:: Task requirements ::
Reproduce every one of the following items line for line, with no changes.

:: Listed entries ::
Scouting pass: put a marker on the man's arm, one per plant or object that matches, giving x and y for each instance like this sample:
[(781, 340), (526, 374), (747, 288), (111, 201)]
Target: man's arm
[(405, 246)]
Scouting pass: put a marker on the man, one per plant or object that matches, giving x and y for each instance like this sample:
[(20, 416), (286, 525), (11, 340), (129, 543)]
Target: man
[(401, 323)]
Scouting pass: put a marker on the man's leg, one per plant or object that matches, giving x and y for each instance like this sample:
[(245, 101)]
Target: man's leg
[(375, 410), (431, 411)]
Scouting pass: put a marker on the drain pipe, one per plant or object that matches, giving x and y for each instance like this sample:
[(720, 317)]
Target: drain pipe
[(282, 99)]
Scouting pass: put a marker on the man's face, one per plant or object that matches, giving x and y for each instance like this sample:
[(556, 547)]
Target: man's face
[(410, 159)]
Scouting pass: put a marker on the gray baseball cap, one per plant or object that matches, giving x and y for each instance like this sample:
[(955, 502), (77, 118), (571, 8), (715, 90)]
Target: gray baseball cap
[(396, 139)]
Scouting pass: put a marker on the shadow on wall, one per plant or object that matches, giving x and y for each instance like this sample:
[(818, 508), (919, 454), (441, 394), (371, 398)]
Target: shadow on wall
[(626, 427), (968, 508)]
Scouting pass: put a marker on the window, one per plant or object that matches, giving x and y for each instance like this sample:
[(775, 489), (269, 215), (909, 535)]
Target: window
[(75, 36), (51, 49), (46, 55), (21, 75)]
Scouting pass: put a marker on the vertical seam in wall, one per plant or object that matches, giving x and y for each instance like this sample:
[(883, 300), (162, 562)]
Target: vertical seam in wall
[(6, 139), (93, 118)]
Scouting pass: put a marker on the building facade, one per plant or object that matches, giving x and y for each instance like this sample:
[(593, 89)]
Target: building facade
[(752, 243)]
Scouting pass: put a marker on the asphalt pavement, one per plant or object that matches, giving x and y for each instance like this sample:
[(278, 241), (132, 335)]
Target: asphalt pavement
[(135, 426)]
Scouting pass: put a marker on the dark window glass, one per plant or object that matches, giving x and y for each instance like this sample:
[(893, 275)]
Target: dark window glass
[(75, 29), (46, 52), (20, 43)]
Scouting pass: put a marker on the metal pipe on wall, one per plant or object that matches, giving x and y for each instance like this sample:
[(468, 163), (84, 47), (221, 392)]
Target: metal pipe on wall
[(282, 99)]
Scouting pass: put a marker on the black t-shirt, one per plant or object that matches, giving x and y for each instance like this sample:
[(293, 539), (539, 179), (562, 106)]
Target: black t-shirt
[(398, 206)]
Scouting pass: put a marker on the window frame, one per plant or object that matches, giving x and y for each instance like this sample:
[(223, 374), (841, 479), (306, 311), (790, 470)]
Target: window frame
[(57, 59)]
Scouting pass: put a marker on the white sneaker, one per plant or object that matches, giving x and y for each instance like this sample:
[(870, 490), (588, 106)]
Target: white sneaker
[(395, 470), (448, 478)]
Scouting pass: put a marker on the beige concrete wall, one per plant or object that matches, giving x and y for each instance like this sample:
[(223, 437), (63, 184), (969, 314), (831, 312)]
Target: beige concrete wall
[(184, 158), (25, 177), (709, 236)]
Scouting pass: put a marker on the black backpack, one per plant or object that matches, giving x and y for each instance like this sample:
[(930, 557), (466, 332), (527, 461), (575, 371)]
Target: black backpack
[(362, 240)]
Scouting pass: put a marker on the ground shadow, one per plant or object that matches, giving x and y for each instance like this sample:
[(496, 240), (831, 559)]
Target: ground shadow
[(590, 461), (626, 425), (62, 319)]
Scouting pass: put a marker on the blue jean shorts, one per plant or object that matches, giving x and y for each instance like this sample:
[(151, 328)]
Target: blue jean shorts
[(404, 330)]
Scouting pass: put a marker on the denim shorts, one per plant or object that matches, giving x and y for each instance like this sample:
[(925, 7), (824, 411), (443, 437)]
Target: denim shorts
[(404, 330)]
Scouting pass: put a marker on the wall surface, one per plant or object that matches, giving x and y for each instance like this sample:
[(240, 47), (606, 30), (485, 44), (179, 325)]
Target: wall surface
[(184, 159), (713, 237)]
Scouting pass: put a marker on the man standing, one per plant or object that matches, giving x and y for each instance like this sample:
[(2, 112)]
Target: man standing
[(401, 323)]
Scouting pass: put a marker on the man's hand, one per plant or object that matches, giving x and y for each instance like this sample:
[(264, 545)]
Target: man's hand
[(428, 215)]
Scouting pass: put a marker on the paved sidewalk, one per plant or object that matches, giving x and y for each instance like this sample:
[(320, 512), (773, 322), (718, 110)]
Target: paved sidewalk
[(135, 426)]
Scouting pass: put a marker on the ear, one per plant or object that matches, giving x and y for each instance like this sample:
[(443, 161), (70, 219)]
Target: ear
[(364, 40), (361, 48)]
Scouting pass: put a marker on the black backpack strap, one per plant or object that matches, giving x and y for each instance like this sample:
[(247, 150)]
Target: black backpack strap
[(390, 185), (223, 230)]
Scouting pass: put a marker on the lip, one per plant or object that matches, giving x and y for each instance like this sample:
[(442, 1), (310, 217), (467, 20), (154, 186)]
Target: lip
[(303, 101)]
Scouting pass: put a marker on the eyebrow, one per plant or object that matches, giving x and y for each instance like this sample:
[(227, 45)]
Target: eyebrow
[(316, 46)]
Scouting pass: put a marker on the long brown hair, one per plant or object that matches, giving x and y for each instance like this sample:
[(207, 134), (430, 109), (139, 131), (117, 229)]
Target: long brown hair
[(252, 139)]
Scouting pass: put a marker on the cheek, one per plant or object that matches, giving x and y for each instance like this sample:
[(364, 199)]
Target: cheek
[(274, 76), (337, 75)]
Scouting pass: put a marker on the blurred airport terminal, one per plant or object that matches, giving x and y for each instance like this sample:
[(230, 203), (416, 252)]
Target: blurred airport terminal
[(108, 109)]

:: Finished answer ::
Scouting pass: put a marker on the man's arm, one per plant or object that matches, giving x and y for each instance like this sample:
[(781, 340), (526, 374), (747, 288), (111, 201)]
Target: man's arm
[(405, 246)]
Scouting pass: put a marker on the man, one per plant or object that matches, giving x and y for each instance like this sample:
[(20, 416), (286, 525), (11, 340), (129, 543)]
Target: man
[(401, 323)]
Scouting pass: put a marker on the man's leg, one per plant or object that matches, giving x and y for each instance like this sample:
[(245, 101)]
Target: man's leg
[(375, 410), (431, 411)]
Scouting pass: put a marker on the drain pipe, one per plant or object that matches, giving x and y for each instance like this sample:
[(720, 317)]
Target: drain pipe
[(282, 99)]
Scouting pass: put a marker on the man's face, one per plant or object that matches, giving x and y for each instance like this sample:
[(556, 547)]
Target: man's face
[(410, 159)]
Scouting pass: put a marker on the gray baseball cap, one per plant or object that matches, giving x and y for each instance like this sample:
[(955, 502), (77, 118), (571, 8), (715, 90)]
Target: gray baseball cap
[(396, 139)]
Scouting pass: put a marker on the shadow on wall, one per plant or object that matches, giving x and y for each instance like this sample:
[(818, 508), (919, 454), (441, 394), (371, 398)]
Target: shadow on wall
[(626, 427), (968, 508)]
Scouting pass: put a marker on the window, one per plant or object that matches, giving x and y for each instance like this sample:
[(775, 489), (269, 215), (909, 535)]
Target: window
[(75, 36), (51, 49), (46, 55), (21, 75)]
Scouting pass: put a marker on the vertical seam in wall, one per plant or object that matches, giving x and y for each instance like this sample:
[(883, 300), (162, 562)]
Target: vertical seam in wall
[(6, 139), (93, 118)]
Scouting pass: put a marker on the building facade, one per plant or object that matches, giving x and y for each instance like this sample:
[(593, 89)]
Target: building facade
[(752, 243)]
Scouting pass: put a marker on the asphalt pavement, one per plant or object that matches, giving x and y for each instance like this sample:
[(278, 241), (132, 335)]
Target: asphalt pavement
[(135, 426)]
Scouting pass: put a marker on the dark window glass, one per plant or object that matches, giving x and y for each instance like this sample:
[(893, 275)]
Target: dark window glass
[(75, 29), (46, 52), (20, 43)]
Scouting pass: put a marker on the metal pipe on wall, one per plant or object that matches, giving x and y for each instance like this sample:
[(468, 163), (84, 47), (221, 392)]
Target: metal pipe on wall
[(282, 99)]
Scouting pass: put a marker on the black t-shirt, one per plant or object that matches, giving x and y for each instance like this sample:
[(293, 539), (539, 179), (562, 106)]
Target: black t-shirt
[(398, 206)]
Scouting pass: put a marker on the window frame, one per plant or object that matches, giving x and y for each instance like this sample:
[(223, 374), (841, 479), (306, 311), (790, 470)]
Target: window frame
[(57, 59)]
Scouting pass: put a marker on the white sneaker, one per plant or object that matches, giving x and y for each instance like this sample:
[(870, 490), (588, 106)]
Target: white sneaker
[(395, 470), (448, 478)]
Scouting pass: put a marker on the beige concrete wall, one per plant or object that matches, giving x and y for each instance like this sample:
[(223, 437), (63, 184), (969, 314), (831, 312)]
Target: beige concrete wall
[(184, 158), (25, 177), (709, 236)]
Scouting pass: put a marker on the black backpack, one per plant or object that matches, giving x and y for each instance like this sample:
[(930, 557), (466, 332), (527, 461), (575, 371)]
Target: black backpack
[(362, 240)]
Scouting pass: put a marker on the ground shadow, one per plant or object that matches, giving x and y for each instance like this sample:
[(496, 240), (831, 559)]
Target: ground shadow
[(590, 461), (626, 425), (62, 319)]
Scouting pass: put a marker on the blue jean shorts, one per plant or object that matches, giving x and y for each instance like this sample:
[(151, 328)]
Target: blue jean shorts
[(404, 330)]
Scouting pass: put a marker on the denim shorts, one per plant or object that matches, giving x and y for each instance like this sample:
[(925, 7), (824, 411), (443, 437)]
Target: denim shorts
[(404, 330)]
Scouting pass: put a marker on the wall surface, one per plant or object that matches, giving x and y for each instance like this sample:
[(240, 47), (606, 30), (485, 44), (179, 325)]
Target: wall surface
[(184, 159), (713, 237)]
Scouting pass: put a marker on the man standing, one per plant or object that matches, giving x and y for each instance like this sample:
[(2, 112)]
Target: man standing
[(401, 323)]
Scouting pass: put a marker on the man's hand, one per plant or object that matches, giving x and y for each instance like this sample:
[(264, 545)]
Target: man's hand
[(428, 215)]
Scouting pass: put a marker on the paved sidewalk, one per plant or object that matches, giving x and y for each instance like this sample:
[(320, 512), (773, 322), (718, 110)]
Target: paved sidewalk
[(135, 426)]
Scouting pass: put a marker on the ear, one per plant or object that matches, giving x and y for each instance like this sample:
[(443, 161), (70, 219)]
Target: ear
[(364, 40), (361, 48)]
Scouting pass: put a marker on the black backpack strap, one per plant or object that matches, giving x and y for each instance like this sample:
[(247, 150)]
Target: black backpack strap
[(390, 185), (223, 230)]
Scouting pass: put a marker on the lip, one per plant or object that matches, giving x and y for each instance like this sample:
[(442, 1), (310, 217), (467, 20), (154, 186)]
Target: lip
[(303, 101)]
Scouting pass: put a marker on the eyebrow, one per plant or object that matches, giving x and y for each instance like this sample:
[(227, 45)]
Target: eyebrow
[(316, 46)]
Scouting pass: put a marker on the long brown hair, one per plant or object that matches, giving x and y for each instance like this sample:
[(207, 134), (430, 109), (139, 131), (117, 229)]
Target: long brown hair
[(252, 139)]
Scouting pass: put a marker on the cheek, one per plant or object that matches, giving x and y for each instance like this sample:
[(364, 199)]
Target: cheek
[(274, 76), (337, 75)]
Scouting pass: put a marker on the blurred airport terminal, one per plant or object that matches, giving x and y for each instance like this sample:
[(230, 203), (416, 252)]
Target: blurred airport terminal
[(108, 109)]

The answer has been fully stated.